(Provided data begins)
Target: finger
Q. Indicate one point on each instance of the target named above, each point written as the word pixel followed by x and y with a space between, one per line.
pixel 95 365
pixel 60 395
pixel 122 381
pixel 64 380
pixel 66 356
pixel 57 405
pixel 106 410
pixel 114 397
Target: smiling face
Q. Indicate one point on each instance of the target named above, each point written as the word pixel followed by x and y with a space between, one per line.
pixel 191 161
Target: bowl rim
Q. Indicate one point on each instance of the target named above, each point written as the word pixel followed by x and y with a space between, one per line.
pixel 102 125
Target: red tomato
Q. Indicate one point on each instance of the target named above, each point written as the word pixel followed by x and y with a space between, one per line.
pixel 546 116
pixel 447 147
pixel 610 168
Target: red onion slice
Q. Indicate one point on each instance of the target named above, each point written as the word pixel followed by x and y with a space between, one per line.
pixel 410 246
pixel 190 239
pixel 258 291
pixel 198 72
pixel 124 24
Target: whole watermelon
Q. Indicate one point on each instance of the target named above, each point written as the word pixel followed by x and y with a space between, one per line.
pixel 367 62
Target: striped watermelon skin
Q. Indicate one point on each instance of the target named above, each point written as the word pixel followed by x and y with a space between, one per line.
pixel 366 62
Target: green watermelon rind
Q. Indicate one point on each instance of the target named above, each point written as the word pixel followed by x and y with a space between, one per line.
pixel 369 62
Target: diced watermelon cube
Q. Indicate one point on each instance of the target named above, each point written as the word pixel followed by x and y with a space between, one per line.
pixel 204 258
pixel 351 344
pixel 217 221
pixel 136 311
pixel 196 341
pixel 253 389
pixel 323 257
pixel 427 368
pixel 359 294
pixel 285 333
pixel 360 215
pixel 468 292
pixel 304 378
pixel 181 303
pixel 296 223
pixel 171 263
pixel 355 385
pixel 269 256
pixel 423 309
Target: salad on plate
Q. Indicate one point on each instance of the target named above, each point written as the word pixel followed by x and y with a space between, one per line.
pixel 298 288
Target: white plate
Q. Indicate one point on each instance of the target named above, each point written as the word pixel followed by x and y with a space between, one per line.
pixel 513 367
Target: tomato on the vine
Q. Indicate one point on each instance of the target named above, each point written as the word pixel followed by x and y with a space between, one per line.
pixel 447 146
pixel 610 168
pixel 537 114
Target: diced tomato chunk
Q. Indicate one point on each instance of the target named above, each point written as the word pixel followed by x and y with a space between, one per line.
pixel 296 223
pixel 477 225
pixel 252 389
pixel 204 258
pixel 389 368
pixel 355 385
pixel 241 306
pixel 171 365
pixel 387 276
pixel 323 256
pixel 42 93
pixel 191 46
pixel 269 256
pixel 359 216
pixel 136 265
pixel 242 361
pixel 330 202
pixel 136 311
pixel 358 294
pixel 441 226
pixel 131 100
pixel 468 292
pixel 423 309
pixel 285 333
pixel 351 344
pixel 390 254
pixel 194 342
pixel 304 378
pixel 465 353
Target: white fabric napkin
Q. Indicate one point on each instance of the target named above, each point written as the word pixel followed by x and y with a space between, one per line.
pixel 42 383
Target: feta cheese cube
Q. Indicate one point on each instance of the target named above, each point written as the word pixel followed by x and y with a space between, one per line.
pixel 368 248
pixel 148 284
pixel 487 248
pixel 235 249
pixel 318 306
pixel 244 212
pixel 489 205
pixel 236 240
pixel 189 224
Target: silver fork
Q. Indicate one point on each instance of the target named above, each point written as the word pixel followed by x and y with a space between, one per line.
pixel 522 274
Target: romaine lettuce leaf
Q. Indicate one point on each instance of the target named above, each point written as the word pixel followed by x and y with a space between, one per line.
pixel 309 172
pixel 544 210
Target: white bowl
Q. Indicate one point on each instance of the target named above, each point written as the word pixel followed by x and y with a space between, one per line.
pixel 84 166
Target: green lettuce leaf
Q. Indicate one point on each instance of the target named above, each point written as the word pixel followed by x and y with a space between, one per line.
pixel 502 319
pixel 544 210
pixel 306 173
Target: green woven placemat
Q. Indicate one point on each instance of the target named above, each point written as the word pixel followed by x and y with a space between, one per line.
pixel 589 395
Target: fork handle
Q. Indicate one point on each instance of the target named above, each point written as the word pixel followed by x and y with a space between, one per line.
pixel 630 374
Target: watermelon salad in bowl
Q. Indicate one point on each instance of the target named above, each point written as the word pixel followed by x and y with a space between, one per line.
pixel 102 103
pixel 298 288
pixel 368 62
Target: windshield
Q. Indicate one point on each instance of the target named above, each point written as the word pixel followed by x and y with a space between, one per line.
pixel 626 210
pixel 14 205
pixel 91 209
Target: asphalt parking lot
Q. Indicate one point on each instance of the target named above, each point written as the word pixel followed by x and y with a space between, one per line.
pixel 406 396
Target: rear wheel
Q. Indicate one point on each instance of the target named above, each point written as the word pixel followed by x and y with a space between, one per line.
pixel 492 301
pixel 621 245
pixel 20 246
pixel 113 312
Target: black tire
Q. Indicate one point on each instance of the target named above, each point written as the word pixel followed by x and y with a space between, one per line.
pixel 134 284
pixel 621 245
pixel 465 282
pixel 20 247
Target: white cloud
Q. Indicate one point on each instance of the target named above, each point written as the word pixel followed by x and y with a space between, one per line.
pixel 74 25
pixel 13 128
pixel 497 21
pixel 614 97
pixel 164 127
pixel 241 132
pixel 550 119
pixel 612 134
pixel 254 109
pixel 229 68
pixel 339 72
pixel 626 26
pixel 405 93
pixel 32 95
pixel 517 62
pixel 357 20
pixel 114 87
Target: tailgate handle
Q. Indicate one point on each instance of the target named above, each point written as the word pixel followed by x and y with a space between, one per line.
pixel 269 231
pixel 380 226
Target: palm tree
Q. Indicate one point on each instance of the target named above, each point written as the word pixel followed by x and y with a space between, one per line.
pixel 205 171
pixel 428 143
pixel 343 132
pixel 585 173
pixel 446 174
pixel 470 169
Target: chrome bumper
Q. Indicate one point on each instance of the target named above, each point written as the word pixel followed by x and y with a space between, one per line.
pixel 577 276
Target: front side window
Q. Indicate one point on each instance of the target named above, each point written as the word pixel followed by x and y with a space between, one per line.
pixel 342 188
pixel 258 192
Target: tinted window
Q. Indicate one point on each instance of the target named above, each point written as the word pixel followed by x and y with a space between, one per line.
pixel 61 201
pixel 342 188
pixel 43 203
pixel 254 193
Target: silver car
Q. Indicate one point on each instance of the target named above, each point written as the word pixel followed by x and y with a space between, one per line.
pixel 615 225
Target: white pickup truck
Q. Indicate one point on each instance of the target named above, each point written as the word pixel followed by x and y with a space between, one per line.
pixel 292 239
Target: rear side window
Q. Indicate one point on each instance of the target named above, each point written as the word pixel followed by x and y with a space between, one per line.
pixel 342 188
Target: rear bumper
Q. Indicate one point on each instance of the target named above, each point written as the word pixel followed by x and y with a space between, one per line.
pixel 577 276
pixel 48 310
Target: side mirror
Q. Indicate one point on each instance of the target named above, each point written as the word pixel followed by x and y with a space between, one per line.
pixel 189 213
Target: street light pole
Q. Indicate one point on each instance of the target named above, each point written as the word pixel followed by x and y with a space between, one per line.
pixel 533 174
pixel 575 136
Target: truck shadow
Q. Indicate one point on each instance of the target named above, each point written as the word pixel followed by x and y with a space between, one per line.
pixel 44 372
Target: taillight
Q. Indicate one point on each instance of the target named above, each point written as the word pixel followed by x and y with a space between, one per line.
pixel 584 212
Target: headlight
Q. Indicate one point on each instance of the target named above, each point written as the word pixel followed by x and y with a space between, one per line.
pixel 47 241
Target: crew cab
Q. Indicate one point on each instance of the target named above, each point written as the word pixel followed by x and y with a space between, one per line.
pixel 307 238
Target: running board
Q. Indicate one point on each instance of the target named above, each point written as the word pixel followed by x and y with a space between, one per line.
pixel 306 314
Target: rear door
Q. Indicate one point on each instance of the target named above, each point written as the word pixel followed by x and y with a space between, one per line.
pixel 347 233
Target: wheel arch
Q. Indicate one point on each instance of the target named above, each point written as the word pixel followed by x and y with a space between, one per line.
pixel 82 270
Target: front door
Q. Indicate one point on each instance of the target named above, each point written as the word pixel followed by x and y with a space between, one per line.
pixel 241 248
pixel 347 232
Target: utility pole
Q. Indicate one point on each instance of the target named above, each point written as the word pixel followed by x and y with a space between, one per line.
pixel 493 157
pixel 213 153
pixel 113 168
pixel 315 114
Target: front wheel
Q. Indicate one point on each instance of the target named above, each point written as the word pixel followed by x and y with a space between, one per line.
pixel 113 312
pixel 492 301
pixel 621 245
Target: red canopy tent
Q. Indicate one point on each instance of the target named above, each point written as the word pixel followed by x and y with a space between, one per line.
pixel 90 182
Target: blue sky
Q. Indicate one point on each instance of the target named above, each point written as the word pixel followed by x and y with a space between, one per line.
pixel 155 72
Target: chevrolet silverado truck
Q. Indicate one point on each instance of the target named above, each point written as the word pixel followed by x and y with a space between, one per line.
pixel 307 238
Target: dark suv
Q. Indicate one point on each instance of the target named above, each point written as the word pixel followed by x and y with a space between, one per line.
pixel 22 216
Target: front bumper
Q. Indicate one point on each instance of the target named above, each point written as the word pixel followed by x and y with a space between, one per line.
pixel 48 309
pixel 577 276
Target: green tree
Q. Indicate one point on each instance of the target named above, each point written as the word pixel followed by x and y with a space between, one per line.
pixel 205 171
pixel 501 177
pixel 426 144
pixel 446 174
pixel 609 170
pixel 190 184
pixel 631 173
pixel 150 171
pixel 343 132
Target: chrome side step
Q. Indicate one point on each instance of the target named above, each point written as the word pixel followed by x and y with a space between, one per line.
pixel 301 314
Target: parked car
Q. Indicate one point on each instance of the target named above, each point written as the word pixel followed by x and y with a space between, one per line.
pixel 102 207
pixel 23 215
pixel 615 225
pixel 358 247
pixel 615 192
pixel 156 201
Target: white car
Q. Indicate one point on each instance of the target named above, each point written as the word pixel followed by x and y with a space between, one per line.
(Provided data ends)
How to complete this task:
Where a line in the entries holds the word "side", copy that line.

Answer:
Target: front side window
Target: rear side window
Target: side mirror
Target: chrome side step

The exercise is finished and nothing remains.